◆ WHAT YOU HAVE TO DO
Please print every record below exactly as written, leaving out the pictures.

Stored dataset items
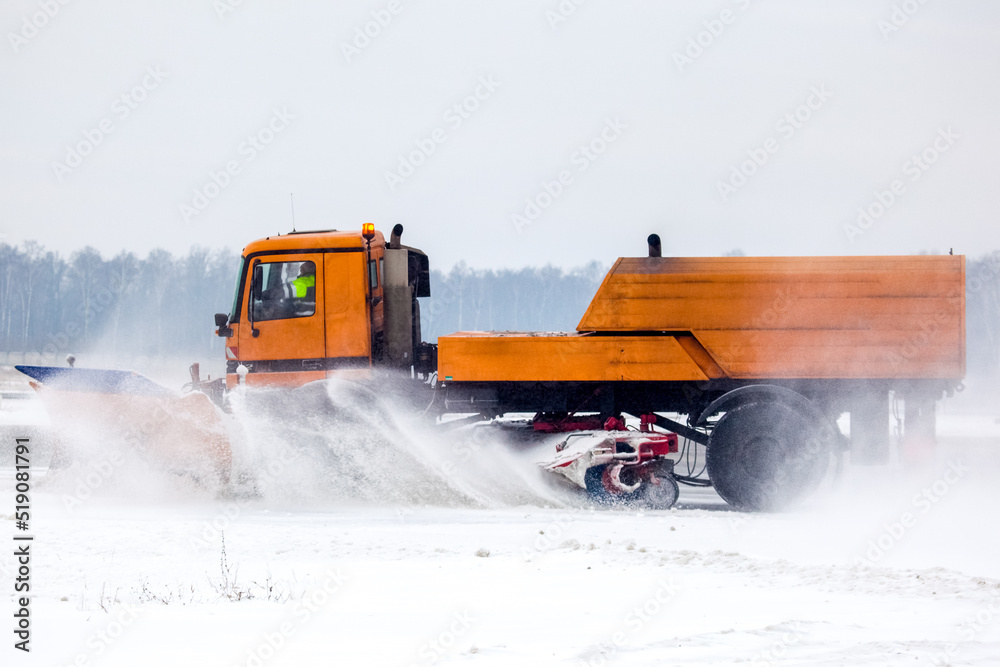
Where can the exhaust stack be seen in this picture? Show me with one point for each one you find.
(397, 232)
(654, 245)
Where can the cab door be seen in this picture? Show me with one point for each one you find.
(282, 340)
(348, 315)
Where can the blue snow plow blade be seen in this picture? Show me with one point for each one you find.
(94, 380)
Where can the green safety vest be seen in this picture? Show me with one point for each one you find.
(303, 283)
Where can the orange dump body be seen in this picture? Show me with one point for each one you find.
(742, 318)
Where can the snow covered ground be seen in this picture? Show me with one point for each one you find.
(886, 565)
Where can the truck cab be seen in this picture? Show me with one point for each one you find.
(320, 304)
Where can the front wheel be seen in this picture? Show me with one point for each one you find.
(767, 455)
(656, 487)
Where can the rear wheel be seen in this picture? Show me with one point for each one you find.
(767, 455)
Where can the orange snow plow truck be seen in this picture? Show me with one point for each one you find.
(753, 357)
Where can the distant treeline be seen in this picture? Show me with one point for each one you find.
(162, 305)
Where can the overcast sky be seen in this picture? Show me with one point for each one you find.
(504, 133)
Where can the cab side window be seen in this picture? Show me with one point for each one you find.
(283, 290)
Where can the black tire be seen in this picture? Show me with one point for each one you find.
(600, 495)
(660, 494)
(660, 491)
(767, 455)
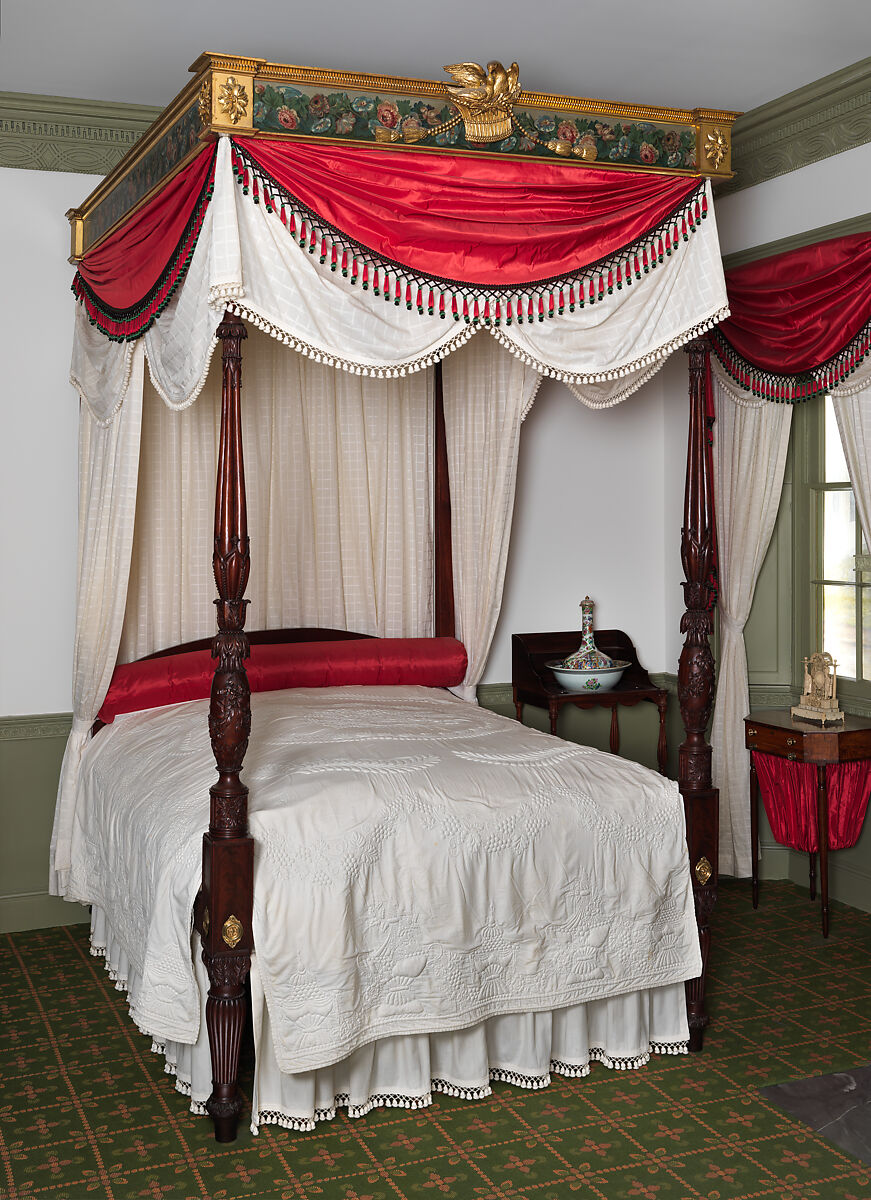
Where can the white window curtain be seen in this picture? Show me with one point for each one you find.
(338, 486)
(750, 443)
(108, 474)
(487, 393)
(852, 405)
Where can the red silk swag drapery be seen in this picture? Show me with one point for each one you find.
(467, 237)
(800, 322)
(126, 282)
(790, 796)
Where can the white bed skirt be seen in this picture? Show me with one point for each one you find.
(523, 1049)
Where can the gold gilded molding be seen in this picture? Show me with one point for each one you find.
(703, 870)
(222, 96)
(232, 931)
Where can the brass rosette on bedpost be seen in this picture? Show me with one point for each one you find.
(226, 900)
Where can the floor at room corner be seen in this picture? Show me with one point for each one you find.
(88, 1113)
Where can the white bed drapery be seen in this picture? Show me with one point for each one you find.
(245, 259)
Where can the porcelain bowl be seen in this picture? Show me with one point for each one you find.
(577, 679)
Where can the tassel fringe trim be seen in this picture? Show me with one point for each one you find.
(654, 359)
(491, 305)
(127, 324)
(374, 371)
(497, 1074)
(792, 389)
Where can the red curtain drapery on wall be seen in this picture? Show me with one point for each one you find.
(127, 281)
(566, 233)
(800, 322)
(790, 796)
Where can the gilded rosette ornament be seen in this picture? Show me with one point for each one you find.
(485, 97)
(715, 148)
(204, 102)
(233, 100)
(232, 931)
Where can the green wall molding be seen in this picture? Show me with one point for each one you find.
(808, 125)
(18, 729)
(64, 133)
(860, 223)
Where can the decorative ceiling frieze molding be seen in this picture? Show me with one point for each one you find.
(860, 223)
(808, 125)
(64, 133)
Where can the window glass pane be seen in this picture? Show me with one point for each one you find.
(839, 628)
(835, 462)
(839, 535)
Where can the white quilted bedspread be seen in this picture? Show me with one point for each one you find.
(421, 864)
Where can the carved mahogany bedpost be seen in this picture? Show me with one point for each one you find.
(696, 682)
(443, 552)
(226, 900)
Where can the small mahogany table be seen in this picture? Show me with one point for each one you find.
(534, 684)
(774, 731)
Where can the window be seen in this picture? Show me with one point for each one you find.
(840, 599)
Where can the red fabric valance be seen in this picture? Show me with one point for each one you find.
(790, 796)
(468, 220)
(800, 321)
(126, 281)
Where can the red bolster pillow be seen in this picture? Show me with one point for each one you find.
(152, 683)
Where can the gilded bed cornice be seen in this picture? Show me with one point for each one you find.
(64, 133)
(808, 125)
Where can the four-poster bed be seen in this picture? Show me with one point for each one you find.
(284, 225)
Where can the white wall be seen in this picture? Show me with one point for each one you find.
(40, 420)
(588, 521)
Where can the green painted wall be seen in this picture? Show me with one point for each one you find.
(775, 642)
(31, 749)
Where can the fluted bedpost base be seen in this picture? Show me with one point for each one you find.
(224, 1018)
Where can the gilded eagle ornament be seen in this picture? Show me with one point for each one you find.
(485, 97)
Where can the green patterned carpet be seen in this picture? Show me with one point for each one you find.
(85, 1109)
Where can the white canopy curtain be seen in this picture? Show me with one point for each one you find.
(852, 405)
(246, 261)
(751, 438)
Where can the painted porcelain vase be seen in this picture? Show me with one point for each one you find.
(588, 669)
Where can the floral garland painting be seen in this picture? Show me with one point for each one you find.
(372, 118)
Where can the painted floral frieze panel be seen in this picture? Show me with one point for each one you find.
(371, 117)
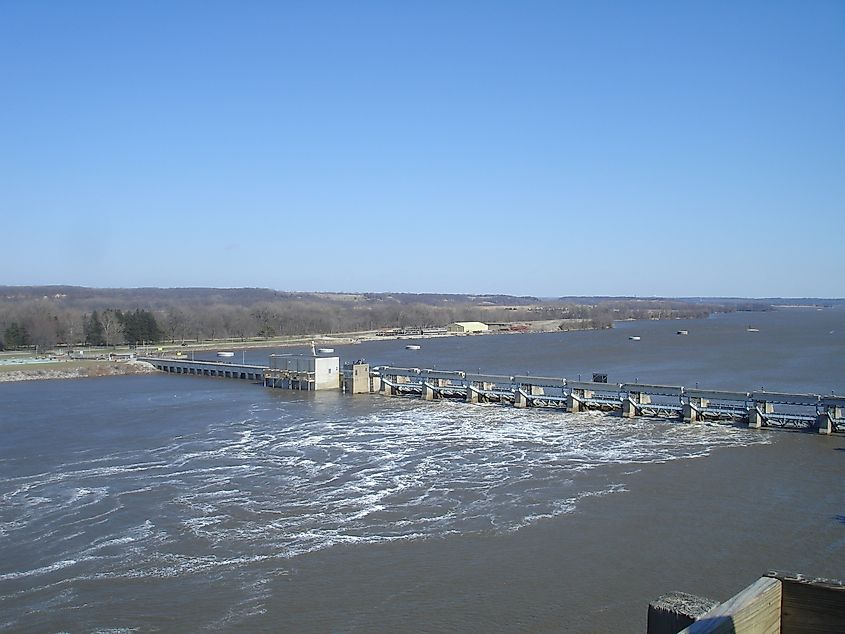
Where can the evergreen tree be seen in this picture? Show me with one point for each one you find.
(140, 326)
(93, 330)
(16, 336)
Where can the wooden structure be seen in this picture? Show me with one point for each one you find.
(776, 603)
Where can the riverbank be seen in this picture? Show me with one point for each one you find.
(72, 369)
(708, 526)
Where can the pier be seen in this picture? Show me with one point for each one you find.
(287, 371)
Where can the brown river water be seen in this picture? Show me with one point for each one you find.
(183, 504)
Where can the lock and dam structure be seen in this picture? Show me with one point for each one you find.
(757, 410)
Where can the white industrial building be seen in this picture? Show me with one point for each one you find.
(303, 372)
(466, 327)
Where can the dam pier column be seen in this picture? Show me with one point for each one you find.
(428, 392)
(757, 414)
(575, 400)
(629, 405)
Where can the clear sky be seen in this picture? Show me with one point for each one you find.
(545, 148)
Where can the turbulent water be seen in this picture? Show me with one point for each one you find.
(118, 488)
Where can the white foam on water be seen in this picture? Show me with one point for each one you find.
(273, 486)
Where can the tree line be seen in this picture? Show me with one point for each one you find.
(54, 320)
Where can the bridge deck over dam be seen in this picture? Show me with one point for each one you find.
(757, 409)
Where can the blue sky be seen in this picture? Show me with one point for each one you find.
(544, 148)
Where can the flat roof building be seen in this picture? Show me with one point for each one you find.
(464, 327)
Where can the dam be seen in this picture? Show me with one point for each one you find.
(758, 409)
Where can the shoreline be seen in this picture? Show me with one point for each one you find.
(94, 368)
(77, 370)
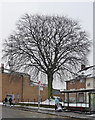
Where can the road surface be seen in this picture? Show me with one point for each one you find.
(8, 112)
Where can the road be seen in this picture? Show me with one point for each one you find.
(8, 112)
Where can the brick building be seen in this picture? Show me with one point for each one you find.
(18, 85)
(85, 81)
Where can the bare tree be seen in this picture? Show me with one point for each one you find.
(50, 44)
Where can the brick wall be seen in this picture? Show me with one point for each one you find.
(75, 84)
(12, 84)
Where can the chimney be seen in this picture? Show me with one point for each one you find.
(82, 66)
(2, 68)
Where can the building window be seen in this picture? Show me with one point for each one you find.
(88, 84)
(82, 81)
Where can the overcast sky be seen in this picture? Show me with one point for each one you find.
(12, 11)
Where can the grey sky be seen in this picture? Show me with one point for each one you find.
(80, 11)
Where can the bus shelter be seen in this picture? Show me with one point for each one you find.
(80, 100)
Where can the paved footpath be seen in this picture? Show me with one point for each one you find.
(81, 116)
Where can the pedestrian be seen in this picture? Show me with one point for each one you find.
(6, 100)
(10, 101)
(56, 103)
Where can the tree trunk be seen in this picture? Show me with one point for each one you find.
(50, 80)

◆ ANSWER BOX
Where can the exhaust stack be seen in this picture? Show me with one point for each one you find.
(397, 232)
(654, 245)
Where can the cab door be seen in this picture? Show me with one point for each one you find.
(282, 340)
(348, 315)
Where can the blue snow plow blade be seen in this picture? Show me with one point for each one you find.
(94, 380)
Where can the green safety vest be seen in this picture? Show me with one point for each one you find.
(303, 283)
Where can the orange dump body be seen in this picture? Show me with one point for each one you find.
(742, 318)
Where can the snow covered ground be seen in this picture? Show me with one point for each one you find.
(886, 565)
Where can the truck cab be seen in this picture? Show me with one point for each one you find.
(320, 304)
Where can the front wheel be seen in this picture? Show me with one point for each one you find.
(767, 455)
(656, 487)
Where can the rear wheel be seen in this picture? Show me with one point for each one you find.
(767, 455)
Where can the orange snow plow truck be seen in this picture? Show me with one point for each one you find.
(753, 357)
Where can the distant treeline be seen in this picture? Show me with one point for each one you find.
(162, 305)
Where can the overcast sky be seen in this picture? Show me with one point for each one you find.
(504, 133)
Where can the cab side window be seen in this picture? Show me with one point for each one you find.
(283, 290)
Where can the black tire be seen in this picture? Show me with one point for each one you find.
(600, 495)
(660, 494)
(660, 491)
(767, 455)
Where can the white window curtain be seen in this picture? Show me with one point for each one you find.
(338, 486)
(750, 443)
(108, 474)
(487, 393)
(852, 405)
Where can the red silk swag drapery be seen in this picture? Show me with one point for each one you find.
(467, 237)
(800, 322)
(126, 282)
(790, 796)
Where can the white bed skirt be seen in this picture? Show me with one point for each one you find.
(523, 1049)
Where can the gold gilded molding be seen in this picture? Show me with one point for each one you find.
(703, 870)
(222, 96)
(232, 931)
Where can the brass rosette on bedpost be seen in this picture? Show me with one point for each one you find.
(226, 900)
Where can the floor at room corner be seen in this picture? Show me with one point for each one you find.
(88, 1113)
Where can the white bed drapery be seen in this picture? Show me with one point for each one you find.
(245, 259)
Where can the porcelain bowl be seen in this picture? Show me with one point for each one you find.
(577, 679)
Where can the tassel fringe trim be seen in this picture? Show me with one point for each one you find.
(654, 359)
(491, 305)
(127, 324)
(374, 371)
(497, 1074)
(792, 389)
Where can the red curtain drapery on wall be seen in this picture? Show me with one point for each one you find.
(127, 281)
(566, 233)
(800, 322)
(790, 796)
Where can the gilded rosette ornament be seen in this picture? Show me with one point for each one you find.
(485, 97)
(715, 148)
(204, 102)
(233, 100)
(232, 931)
Where can the green wall molding be seen in this picture? Show me with one point for each one you find.
(808, 125)
(18, 729)
(64, 133)
(860, 223)
Where can the decorative ceiling frieze molding be seen in this picture? Show me with one point for each one you find.
(860, 223)
(808, 125)
(64, 133)
Where can the window glass pane be seen in this picture? Show me with one point for each one you find.
(839, 628)
(835, 462)
(839, 535)
Where can the white quilted bedspread be seen in this picture? Show me with one point for each one you find.
(421, 864)
Where can the carved mahogany bedpost be seen in this picture? Show me with one point for each one you find.
(696, 682)
(443, 552)
(226, 900)
Where can the small mahogany table be seen in this picture? Show me with one point for each one you find.
(534, 684)
(774, 731)
Where can the window be seen in this picture? Show me with one point for each one you find.
(840, 599)
Where can the red fabric valance be seen in this picture? Show me with one point for each one you find.
(790, 796)
(468, 220)
(800, 321)
(126, 281)
Where can the red bolster pillow be seen in this picture? Show me with one point for each one you find.
(152, 683)
Where can the gilded bed cornice be seen in this picture? Show me with one point for each one you find.
(64, 133)
(808, 125)
Where can the four-poster bed be seen in this picture? Show me with one point for each one you find.
(284, 225)
Where can the white wall be seen in this picture? Show me with one point for each one you find.
(40, 420)
(588, 521)
Where can the green painted wall be seen in this picture? Show me with one point for each one you find.
(775, 642)
(31, 749)
Where can the fluted bedpost base be seen in this picture? Show me with one point for each one you find.
(224, 1018)
Where can the gilded eagle ornament be seen in this picture? Show me with one point for each one you find.
(485, 97)
Where can the green patterned carpet be seen in this picture? Show me with one point for each one you find.
(85, 1109)
Where can the white canopy curtain be seen in this picture? Show me with one point for each one you find.
(852, 405)
(246, 261)
(751, 438)
Where can the painted porcelain vase be seen in this picture? Show me with one point for each one you find.
(588, 669)
Where can the floral garland painting be seen in this picture? Show me with one point for each one you find.
(372, 118)
Where can the painted floral frieze panel be seen in this picture? Show me with one point for each one you find.
(371, 117)
Where can the evergreen tree be seen in this picture? Show me with one point for each one you find.
(140, 326)
(93, 330)
(16, 336)
Where can the wooden structure be seen in this picture? Show me with one point for each one you find.
(776, 603)
Where can the riverbank be seen in this picture? Show me with one point for each one you find.
(72, 369)
(708, 526)
Where can the pier be seen in this picture? Show me with one point for each one you find.
(287, 371)
Where can the brown river water be seen in this picture? Show me with one point for each one you find.
(183, 504)
Where can the lock and dam structure be seen in this picture? Show me with one point for each one you find.
(757, 410)
Where can the white industrial building be seen in this picture? Show me with one point for each one you find.
(303, 372)
(466, 327)
Where can the dam pier column be seen in this picture? Show me with one point for each one you find.
(428, 392)
(757, 414)
(575, 400)
(629, 405)
Where can the clear sky be seen in this picture? Show me with one point for each one you find.
(545, 148)
Where can the turbulent water be seen in this picture? Show me with one point for each one you find.
(118, 488)
Where can the white foam on water be seen in this picture? Show me with one point for each one you find.
(273, 486)
Where can the tree line be seen in this picture? Show me with one point for each one you find.
(54, 320)
Where can the bridge deck over dam be seen in this picture? Show me with one point for each one you find.
(757, 409)
Where can the blue sky be seen in this picture? Show me with one point for each one you find.
(544, 148)
Where can the flat roof building be seen in this picture? Show me with one point for each one you find.
(464, 327)
Where can the dam be seen in this picture? Show me with one point for each one you find.
(758, 409)
Where can the shoreline be seen in this picture? Show me with one point for each one you find.
(94, 368)
(77, 370)
Where can the road surface be seen in this picture? Show me with one point for each one you find.
(8, 112)
Where can the road be seen in this picture? Show me with one point for each one you find.
(8, 112)
Where can the brick building be seen in this picture? Show me with one point for each one you find.
(18, 85)
(85, 81)
Where can the bare tree be seen in this picture? Show me with one point for each one you find.
(50, 44)
Where can the brick wall be seen in this picture? Show me with one point for each one you find.
(75, 84)
(12, 84)
Where can the chimney be seen in this picture? Show me with one point for each one you find.
(82, 66)
(2, 68)
Where can the building window be seen in this picture? Show me with one point for each one you find.
(88, 84)
(82, 81)
Where can the overcast sky be seen in this picture? Show me with one point for each one you find.
(12, 11)
Where can the grey sky be seen in this picture? Show me with one point for each one you find.
(80, 11)
Where can the bus shelter be seen in this picture? Show me with one point for each one you find.
(80, 100)
Where can the paved footpath be seen in this picture? Show me with one point for each one you find.
(81, 116)
Where can the pedestrian be seen in this picture? Show me with one point for each one you find.
(6, 100)
(10, 101)
(56, 103)
Where can the tree trunk be seen in this picture? Show me with one point for each one you find.
(50, 80)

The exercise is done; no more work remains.